Aim of the exercise: Could the lines from the start of the data through the line with "Query: decorative wall relief" be set down exactly, with no pictures among them?

Natural-language object grounding data:

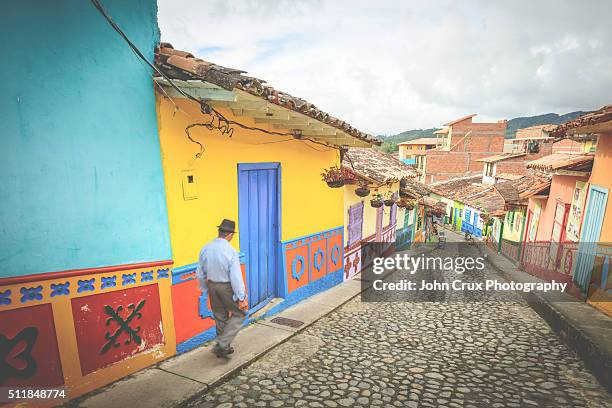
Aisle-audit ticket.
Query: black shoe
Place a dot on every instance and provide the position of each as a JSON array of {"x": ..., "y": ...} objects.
[{"x": 221, "y": 352}]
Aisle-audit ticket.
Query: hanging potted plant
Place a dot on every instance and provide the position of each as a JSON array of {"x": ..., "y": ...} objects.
[
  {"x": 389, "y": 201},
  {"x": 409, "y": 204},
  {"x": 376, "y": 201},
  {"x": 484, "y": 217},
  {"x": 333, "y": 176},
  {"x": 362, "y": 190}
]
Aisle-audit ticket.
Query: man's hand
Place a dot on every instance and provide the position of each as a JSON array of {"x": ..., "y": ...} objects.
[{"x": 244, "y": 304}]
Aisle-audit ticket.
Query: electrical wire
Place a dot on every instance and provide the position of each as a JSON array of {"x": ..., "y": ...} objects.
[{"x": 217, "y": 120}]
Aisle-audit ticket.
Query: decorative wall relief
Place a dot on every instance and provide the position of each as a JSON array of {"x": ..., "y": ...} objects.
[
  {"x": 29, "y": 354},
  {"x": 112, "y": 326}
]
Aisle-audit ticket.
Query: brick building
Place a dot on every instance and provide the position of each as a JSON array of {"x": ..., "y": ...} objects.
[{"x": 463, "y": 142}]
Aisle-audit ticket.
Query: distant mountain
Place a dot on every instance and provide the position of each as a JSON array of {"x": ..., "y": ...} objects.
[
  {"x": 547, "y": 118},
  {"x": 390, "y": 141}
]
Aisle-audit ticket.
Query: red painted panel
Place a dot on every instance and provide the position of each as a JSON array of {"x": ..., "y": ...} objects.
[
  {"x": 28, "y": 348},
  {"x": 334, "y": 241},
  {"x": 115, "y": 325},
  {"x": 301, "y": 264},
  {"x": 186, "y": 304},
  {"x": 318, "y": 258},
  {"x": 80, "y": 272}
]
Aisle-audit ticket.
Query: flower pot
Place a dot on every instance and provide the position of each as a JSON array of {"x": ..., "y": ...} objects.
[
  {"x": 362, "y": 191},
  {"x": 376, "y": 203},
  {"x": 335, "y": 183}
]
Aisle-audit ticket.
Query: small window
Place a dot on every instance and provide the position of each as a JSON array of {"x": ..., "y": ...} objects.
[{"x": 190, "y": 187}]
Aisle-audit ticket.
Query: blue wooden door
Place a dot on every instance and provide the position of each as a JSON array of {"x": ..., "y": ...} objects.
[
  {"x": 589, "y": 236},
  {"x": 258, "y": 221}
]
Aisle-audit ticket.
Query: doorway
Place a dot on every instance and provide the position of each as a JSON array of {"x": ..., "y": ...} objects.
[{"x": 259, "y": 228}]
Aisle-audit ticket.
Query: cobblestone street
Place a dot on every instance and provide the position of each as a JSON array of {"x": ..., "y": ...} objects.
[{"x": 418, "y": 354}]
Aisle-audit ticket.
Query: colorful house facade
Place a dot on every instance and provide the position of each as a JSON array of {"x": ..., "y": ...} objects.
[
  {"x": 253, "y": 154},
  {"x": 409, "y": 149},
  {"x": 462, "y": 142},
  {"x": 371, "y": 212},
  {"x": 85, "y": 288},
  {"x": 590, "y": 269}
]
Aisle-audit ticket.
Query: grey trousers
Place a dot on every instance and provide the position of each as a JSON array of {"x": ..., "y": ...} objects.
[{"x": 228, "y": 316}]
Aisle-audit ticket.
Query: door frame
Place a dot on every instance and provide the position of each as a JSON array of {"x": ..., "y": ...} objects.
[
  {"x": 584, "y": 247},
  {"x": 277, "y": 242}
]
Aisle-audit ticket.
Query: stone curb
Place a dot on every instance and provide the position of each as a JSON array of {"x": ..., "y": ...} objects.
[
  {"x": 230, "y": 374},
  {"x": 594, "y": 355}
]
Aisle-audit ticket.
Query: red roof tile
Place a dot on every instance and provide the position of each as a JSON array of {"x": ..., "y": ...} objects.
[
  {"x": 564, "y": 161},
  {"x": 599, "y": 116},
  {"x": 183, "y": 65}
]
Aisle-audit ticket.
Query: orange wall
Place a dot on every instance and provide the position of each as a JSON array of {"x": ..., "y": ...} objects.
[
  {"x": 562, "y": 188},
  {"x": 600, "y": 176}
]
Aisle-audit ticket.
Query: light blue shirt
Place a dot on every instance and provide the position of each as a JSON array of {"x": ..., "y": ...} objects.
[{"x": 219, "y": 262}]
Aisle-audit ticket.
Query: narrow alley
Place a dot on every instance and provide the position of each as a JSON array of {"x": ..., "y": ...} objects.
[{"x": 476, "y": 353}]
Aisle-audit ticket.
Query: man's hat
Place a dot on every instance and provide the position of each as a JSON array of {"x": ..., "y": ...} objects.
[{"x": 227, "y": 225}]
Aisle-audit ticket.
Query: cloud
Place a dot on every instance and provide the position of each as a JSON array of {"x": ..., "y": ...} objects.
[{"x": 388, "y": 66}]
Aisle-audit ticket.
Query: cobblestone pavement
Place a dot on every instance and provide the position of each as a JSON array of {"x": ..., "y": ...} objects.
[{"x": 479, "y": 353}]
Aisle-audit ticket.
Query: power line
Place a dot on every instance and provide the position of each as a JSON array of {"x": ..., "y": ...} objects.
[{"x": 218, "y": 121}]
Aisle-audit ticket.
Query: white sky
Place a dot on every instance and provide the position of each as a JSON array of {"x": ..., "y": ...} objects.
[{"x": 390, "y": 66}]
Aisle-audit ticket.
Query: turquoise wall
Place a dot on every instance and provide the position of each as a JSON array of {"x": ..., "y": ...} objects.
[{"x": 82, "y": 184}]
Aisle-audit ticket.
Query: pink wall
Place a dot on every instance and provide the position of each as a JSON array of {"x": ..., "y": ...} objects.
[{"x": 562, "y": 188}]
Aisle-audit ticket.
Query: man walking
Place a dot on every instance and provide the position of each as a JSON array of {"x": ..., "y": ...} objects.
[{"x": 220, "y": 276}]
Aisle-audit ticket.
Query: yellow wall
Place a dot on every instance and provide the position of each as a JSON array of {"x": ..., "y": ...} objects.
[
  {"x": 514, "y": 233},
  {"x": 369, "y": 212},
  {"x": 308, "y": 204}
]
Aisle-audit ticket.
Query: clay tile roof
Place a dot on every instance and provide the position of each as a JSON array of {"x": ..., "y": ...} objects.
[
  {"x": 489, "y": 201},
  {"x": 414, "y": 188},
  {"x": 184, "y": 66},
  {"x": 460, "y": 188},
  {"x": 460, "y": 119},
  {"x": 421, "y": 140},
  {"x": 508, "y": 176},
  {"x": 375, "y": 165},
  {"x": 500, "y": 157},
  {"x": 599, "y": 116},
  {"x": 508, "y": 191},
  {"x": 532, "y": 184},
  {"x": 564, "y": 161}
]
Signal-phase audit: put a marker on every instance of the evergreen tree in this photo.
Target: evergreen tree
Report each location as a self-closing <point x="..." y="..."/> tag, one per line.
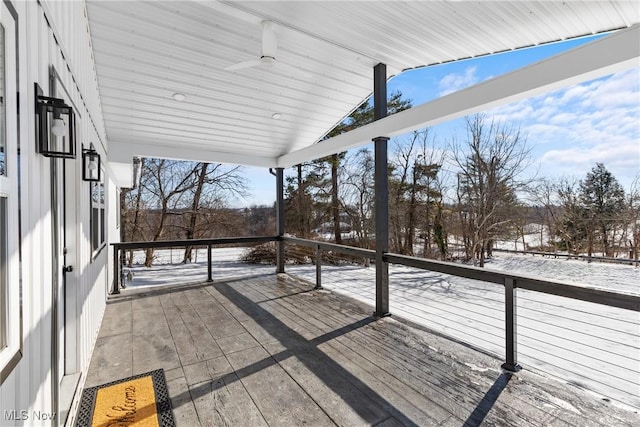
<point x="602" y="198"/>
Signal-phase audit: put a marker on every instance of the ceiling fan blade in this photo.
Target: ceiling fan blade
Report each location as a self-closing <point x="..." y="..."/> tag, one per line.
<point x="269" y="41"/>
<point x="242" y="65"/>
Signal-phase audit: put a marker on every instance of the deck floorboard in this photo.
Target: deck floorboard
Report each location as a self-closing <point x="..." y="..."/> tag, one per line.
<point x="270" y="350"/>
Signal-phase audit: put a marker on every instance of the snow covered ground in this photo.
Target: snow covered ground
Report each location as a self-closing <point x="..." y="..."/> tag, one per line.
<point x="593" y="346"/>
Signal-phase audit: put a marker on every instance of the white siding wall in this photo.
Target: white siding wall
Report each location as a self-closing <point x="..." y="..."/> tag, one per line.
<point x="55" y="34"/>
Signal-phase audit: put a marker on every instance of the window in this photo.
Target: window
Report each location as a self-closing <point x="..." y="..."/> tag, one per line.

Problem solution:
Aisle-audit ticket.
Query: black shoe
Place a dot on every instance and provide the position of each as a JSON array of {"x": ..., "y": ...} objects.
[{"x": 221, "y": 352}]
Aisle-audit ticket.
Query: hanging potted plant
Place a dot on every instance and provide the position of each as a JSON array of {"x": ..., "y": ...} objects.
[
  {"x": 389, "y": 201},
  {"x": 409, "y": 204},
  {"x": 376, "y": 201},
  {"x": 484, "y": 217},
  {"x": 333, "y": 176},
  {"x": 362, "y": 190}
]
Aisle-audit ticket.
Query: man's hand
Place a dot on every instance and provide the position of each as a JSON array of {"x": ..., "y": ...} objects.
[{"x": 244, "y": 304}]
Aisle-audit ticket.
Query: electrical wire
Place a dot on every instance and provide the position of each as a JSON array of {"x": ..., "y": ...} objects.
[{"x": 217, "y": 120}]
Aisle-audit ticket.
Query: decorative wall relief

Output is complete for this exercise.